**PROBLEM DESCRIPTION:**
Recast the rows below as a two-column CSV with the header "prompt" and "answer", giving one line per row with its text and its answer each in a single quoted field and line breaks turned into spaces. Leave the pictures out.

Position identification records

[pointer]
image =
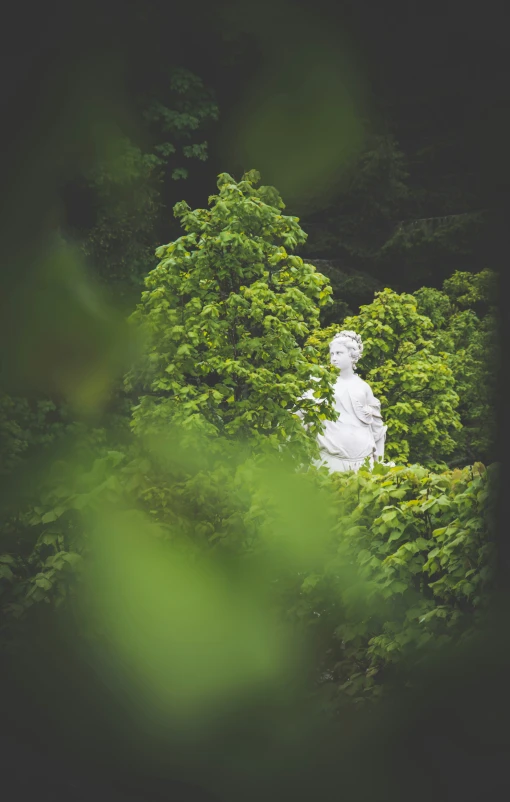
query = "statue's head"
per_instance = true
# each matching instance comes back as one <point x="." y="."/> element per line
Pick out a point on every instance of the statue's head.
<point x="345" y="349"/>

**THE ANSWER:**
prompt,answer
"[pointer] image = query = ""statue's head"" per_instance = true # each matching instance comes back as one <point x=""."" y="".""/> element per line Pick out a point on every instance of the statue's head.","<point x=""345"" y=""349""/>"